Zu erledigende Aufgabe 1: Wie viele Oscars hat „Forrest Gump“ laut dem Artikel über Forrest Gump gewonnen?
Zu erledigende Aufgabe 2: Entscheiden Sie für jede Aussage, ob sie mit dem Artikel über Forrest Gump übereinstimmt, und belegen Sie Ihre Antwort mit einem wörtlichen Zitat. (a) In Deutschland war „Forrest Gump“ 1994 der erfolgreichste Film. (b) Bei den Ping-Pong-Spielen wurde der Ball erst nachträglich digital eingefügt. (c) Die fliegende Feder der Eingangsszene entstand vollständig am Rechner.
Zu erledigende Aufgabe 3: Schreiben Sie aus dem Artikel über Forrest Gump den Abschnitt von „(Foto: imago stock&people)“ bis „wie sie stirbt.“ wortgetreu ab.

Zitierter Textauszug:
"Forrest Gump" wird 20 In den USA kann es jeder Trottel schaffen
30.06.2014, 11:57 Uhr
Die Geschichte beginnt auf einer Bank in Savannah, Georgia.
(Foto: imago stock&people)
Als 1994 Forrest Gump seinen Lauf durch die US-Geschichte antritt, beeindruckt vor allem die technische Ausstattung des Films. Aber was sagt der Streifen eigentlich über den American Way of Life aus? Ist er ein konservatives Pamphlet?
Im Kino dürften nicht wenige Tränen geflossen sein. Da hadert ein kleiner Junge mit schiefen Beinen und einem einfachen Gemüt mit den Anfeindungen seiner Mitschüler. Und dann wird er eine nationale Berühmtheit, Kriegsheld, Ping-Pong-Star und Jogger-Messias, Schrimp-Fischer und Apple-Aktionär. Nur auf seine große Liebe Jenny muss er bis zuletzt warten, um dann zu erleben, wie sie stirbt.
Diese anrührende Geschichte zog vor 20 Jahren Millionen Menschen ins Kino und machte "Forrest Gump" in den USA zum erfolgreichsten Film von 1994 (in Deutschland hatte "Der König der Löwen" die Nase vorn). Aber nicht nur das Publikum liebte Tom Hanks in der Rolle des einfach gestrickten Südstaatlers. Auch Hollywood lag dem Film von Robert Zemeckis zu Füßen. Mit drei Golden Globes wurde "Forrest Gump" ausgezeichnet und erhielt bei 13 Nominierungen 7 Oscars, darunter für Film, Regie, Hauptdarsteller, adaptiertes Drehbuch und natürlich die visuellen Effekte.
Den Ping-Pong-Ball hineingetrickst

Forrest Gump trifft US-Präsident Kennedy - moderne Tricktechnik macht's möglich.
(Foto: imago/United Archives)
Was heute niemanden mehr vom Hocker reißen würde, war vor 20 Jahren fortschrittlich. Beeindruckend waren vor allem jene Szenen, in denen Hanks in altes Filmmaterial hineingeschnitten wird und so etwa die Präsidenten Kennedy, Johnson und Nixon trifft. Auch bei den Ping-Pong-Spielen wurde getrickst: Die Spieler bewegten ihre Schläger, es gab aber keinen Ball - er wurde nachträglich per Digitaltechnik eingefügt.
Die Eingangsszene entstand ebenfalls am Rechner. Zwar war die fliegende Feder echt, doch ihre Bewegungen wurden vor einem Bluescreen gedreht, der Hintergrund (es ist Savannah in Georgia) wurde nachträglich eingefügt. Herausretuschiert wurden dagegen Beine und Füße von Schauspieler Gary Sinise. Damit er den invaliden Lieutenant Dan spielten konnte, wurden seine Beine mit blauem Material umwickelt.

Gump ist seinem Lieutenant Dan Taylor treu ergeben - zusammen werden sie schließlich reich.

Inhalt der Liste:
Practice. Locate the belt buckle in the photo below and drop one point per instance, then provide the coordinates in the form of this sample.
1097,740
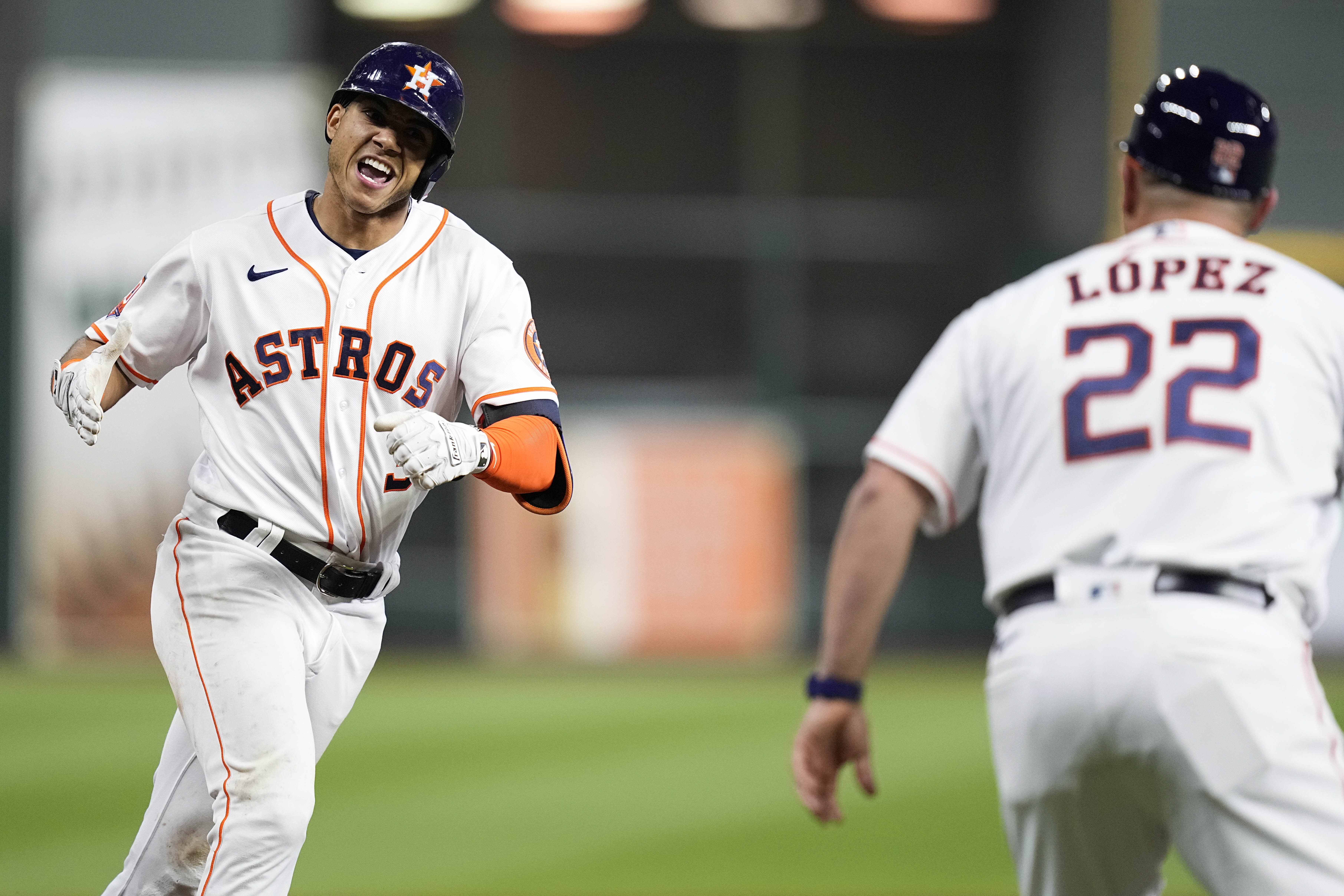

Lösung der Übung 1: Sieben Oscars, bei 13 Nominierungen.

Lösung der Übung 2:
(a) Nein: „in Deutschland hatte "Der König der Löwen" die Nase vorn“
(b) Ja: „er wurde nachträglich per Digitaltechnik eingefügt“
(c) Nein: „Zwar war die fliegende Feder echt“

Lösung der Übung 3:
(Foto: imago stock&people)
Als 1994 Forrest Gump seinen Lauf durch die US-Geschichte antritt, beeindruckt vor allem die technische Ausstattung des Films. Aber was sagt der Streifen eigentlich über den American Way of Life aus? Ist er ein konservatives Pamphlet?
Im Kino dürften nicht wenige Tränen geflossen sein. Da hadert ein kleiner Junge mit schiefen Beinen und einem einfachen Gemüt mit den Anfeindungen seiner Mitschüler. Und dann wird er eine nationale Berühmtheit, Kriegsheld, Ping-Pong-Star und Jogger-Messias, Schrimp-Fischer und Apple-Aktionär. Nur auf seine große Liebe Jenny muss er bis zuletzt warten, um dann zu erleben, wie sie stirbt.